## Problem details
Retype all the records below exactly as they are, with no image carried over.

## Point localization data
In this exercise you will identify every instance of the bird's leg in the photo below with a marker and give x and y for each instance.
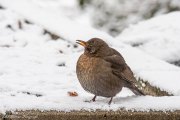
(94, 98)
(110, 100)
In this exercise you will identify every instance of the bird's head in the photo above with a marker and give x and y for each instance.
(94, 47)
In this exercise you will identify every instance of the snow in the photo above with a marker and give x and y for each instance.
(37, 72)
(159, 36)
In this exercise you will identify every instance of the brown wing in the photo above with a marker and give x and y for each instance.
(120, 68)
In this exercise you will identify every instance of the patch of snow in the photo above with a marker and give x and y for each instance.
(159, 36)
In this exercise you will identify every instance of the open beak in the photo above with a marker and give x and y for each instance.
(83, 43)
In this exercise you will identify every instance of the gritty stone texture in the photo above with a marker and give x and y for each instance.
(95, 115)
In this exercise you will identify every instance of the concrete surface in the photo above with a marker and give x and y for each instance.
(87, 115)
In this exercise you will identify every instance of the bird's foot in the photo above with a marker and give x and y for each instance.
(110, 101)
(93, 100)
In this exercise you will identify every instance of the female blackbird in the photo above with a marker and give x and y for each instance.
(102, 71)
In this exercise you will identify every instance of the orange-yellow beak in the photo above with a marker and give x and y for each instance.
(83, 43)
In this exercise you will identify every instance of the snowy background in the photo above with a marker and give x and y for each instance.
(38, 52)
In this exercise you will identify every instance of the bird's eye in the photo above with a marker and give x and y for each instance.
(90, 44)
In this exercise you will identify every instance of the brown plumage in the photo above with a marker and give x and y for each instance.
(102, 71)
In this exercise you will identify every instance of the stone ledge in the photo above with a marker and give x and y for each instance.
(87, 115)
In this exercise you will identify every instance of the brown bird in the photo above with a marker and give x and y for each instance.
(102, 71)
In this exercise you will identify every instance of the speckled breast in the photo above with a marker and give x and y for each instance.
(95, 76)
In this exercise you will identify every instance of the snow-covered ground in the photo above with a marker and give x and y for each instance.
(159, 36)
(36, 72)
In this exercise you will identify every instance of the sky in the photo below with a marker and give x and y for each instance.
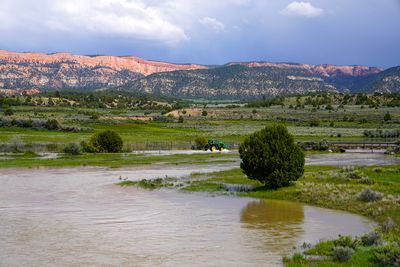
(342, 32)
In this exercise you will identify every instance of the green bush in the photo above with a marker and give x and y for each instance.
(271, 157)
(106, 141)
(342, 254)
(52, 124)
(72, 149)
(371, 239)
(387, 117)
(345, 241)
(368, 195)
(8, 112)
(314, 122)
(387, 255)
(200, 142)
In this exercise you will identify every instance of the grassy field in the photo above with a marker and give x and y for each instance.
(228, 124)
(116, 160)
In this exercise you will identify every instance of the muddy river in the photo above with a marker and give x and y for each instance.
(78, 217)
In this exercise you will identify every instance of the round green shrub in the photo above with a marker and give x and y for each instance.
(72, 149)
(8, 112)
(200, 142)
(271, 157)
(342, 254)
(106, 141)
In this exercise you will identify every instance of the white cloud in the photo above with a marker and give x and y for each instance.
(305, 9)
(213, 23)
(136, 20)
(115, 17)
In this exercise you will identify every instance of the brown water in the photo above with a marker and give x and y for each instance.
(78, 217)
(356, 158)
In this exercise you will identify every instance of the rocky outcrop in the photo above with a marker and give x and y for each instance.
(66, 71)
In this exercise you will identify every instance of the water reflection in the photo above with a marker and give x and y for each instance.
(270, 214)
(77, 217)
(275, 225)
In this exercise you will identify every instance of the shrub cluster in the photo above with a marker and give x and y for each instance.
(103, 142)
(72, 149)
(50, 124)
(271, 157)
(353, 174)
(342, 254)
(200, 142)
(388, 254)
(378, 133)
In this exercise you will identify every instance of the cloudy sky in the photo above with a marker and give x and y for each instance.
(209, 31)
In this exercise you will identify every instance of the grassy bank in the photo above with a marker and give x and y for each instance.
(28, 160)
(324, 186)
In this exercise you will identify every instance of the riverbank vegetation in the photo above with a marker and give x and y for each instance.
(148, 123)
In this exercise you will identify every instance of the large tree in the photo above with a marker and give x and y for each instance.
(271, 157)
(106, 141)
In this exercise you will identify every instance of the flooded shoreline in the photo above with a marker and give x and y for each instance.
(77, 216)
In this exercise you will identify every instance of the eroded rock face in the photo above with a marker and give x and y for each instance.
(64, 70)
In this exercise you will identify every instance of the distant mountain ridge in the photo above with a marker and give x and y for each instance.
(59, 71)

## Finished task
In this exercise you will identify every instance of the bird's leg in the photo below with a marker and give x and y for each instance.
(94, 98)
(110, 100)
In this exercise you will identify every instance of the bird's head in the photo above with a marker and give x and y for each instance.
(94, 47)
In this exercise you will identify every instance of the snow in the photo above with a marker and give x and y for each instance.
(37, 72)
(159, 36)
In this exercise you will identify every instance of the brown wing in the photo above with a marker and give x and y for each instance.
(120, 68)
In this exercise you will identify every instance of the patch of snow in the photo above with a marker and give x and y for each instance.
(159, 36)
In this exercise you will identify every instance of the open beak in the photo above with a marker and give x and y for each instance.
(83, 43)
In this exercise you will identify every instance of the gritty stone texture in the photo above with a marker and give x and y for each instance.
(95, 115)
In this exercise you will identify every instance of the concrete surface in the photo above with a marker and give x and y for each instance.
(87, 115)
In this exercise you will identify every instance of the bird's foot in the photo above with a marker and give x and y for each instance.
(110, 101)
(93, 100)
In this exercise you will identify every instance of the female blackbird in the photo above with a marker and give x and y for each instance.
(102, 71)
In this exercise you will identify every instance of the orange-yellow beak in the photo above with a marker and give x and y for each instance.
(83, 43)
In this exercise you will identify every instance of the snowy background in the photo above with a marker and give x and y for each instance.
(38, 52)
In this exercise you will identify every instance of the bird's eye in the photo above with a marker and give x and y for each instance.
(90, 44)
In this exercise you will identify every instance of the brown plumage in the photo above with a marker and give x and y for each instance.
(102, 71)
In this exercise you will identify every instance of the stone ledge in the photo above with a marker and give x and y for each instance.
(87, 115)
In this exercise you will identify every instance of the brown bird in the photo above with a marker and give x and y for each instance.
(102, 71)
In this exercise you will identify every instance of the speckled breast in the photo above with a marker and give x and y for each instance.
(95, 76)
In this exercise you will identify every instance of the snow-covered ground in the photo above with a marker and give x and y for each instance.
(159, 36)
(36, 72)
In this exercise you will identify every instance of the sky in the photo below with a marker and give x and y for each instance.
(342, 32)
In this exercise you will identify every instance of the green bush in the photo above with a marker and give x and y for each instance.
(271, 157)
(106, 141)
(342, 254)
(52, 124)
(72, 149)
(371, 239)
(387, 117)
(345, 241)
(368, 195)
(8, 112)
(314, 122)
(387, 255)
(200, 142)
In this exercise you will identify every instance of the grassy field in the photo above with a marker and give x and y for each instance.
(228, 124)
(116, 160)
In this exercise you will identify every instance of the muddy river in the photo above with a marker and give x and y for each instance.
(78, 217)
In this exercise you will identify every instance of the round green shrub in the photo above with a marker and give x and y for each instance.
(72, 149)
(8, 112)
(200, 142)
(271, 157)
(342, 254)
(106, 141)
In this exercise you will identify every instance of the white cloud in the photo above with a marker and give x and y for each instance.
(305, 9)
(213, 23)
(136, 20)
(115, 17)
In this exercise you will identify every instance of the brown water in the photo above with a marker and give x and y for each instance.
(78, 217)
(356, 158)
In this exercise you will identify every instance of the rocky outcrop in the photo above with a marker and give x and y for each instance.
(66, 71)
In this exercise you will identify every instance of the water reflection in the photo above with a marker and give x and y for each instance.
(270, 214)
(77, 217)
(275, 225)
In this exercise you will identify every instance of the shrub cluster in the photo above with a marker and give x and y for each instance.
(103, 142)
(72, 149)
(50, 124)
(271, 157)
(353, 174)
(342, 254)
(200, 142)
(388, 254)
(378, 133)
In this exercise you will identify every instance of the cloudy sky in the photo above with a marker and give x and y for each instance.
(209, 31)
In this exercise you will identify every instance of the grassy bank in the photo above with a marker and give x and y for each instance.
(28, 160)
(324, 186)
In this exercise you will identify every instance of the riverbank vegetation in the photo above with a marker and give x and y for each instance.
(148, 123)
In this exercise you will identify every instance of the large tree in the photo above with a marker and give x and y for each instance.
(271, 157)
(106, 141)
In this exercise you will identify every instance of the flooded shoreline in the photo above with a marker and give x and y for each instance.
(77, 216)
In this exercise you will identify every instance of the eroded rock face in the photo above with a marker and give x and y for each instance.
(64, 70)
In this exercise you will identify every instance of the distant mountain ridge in the photo above with a marker and give x and y for each instance.
(59, 71)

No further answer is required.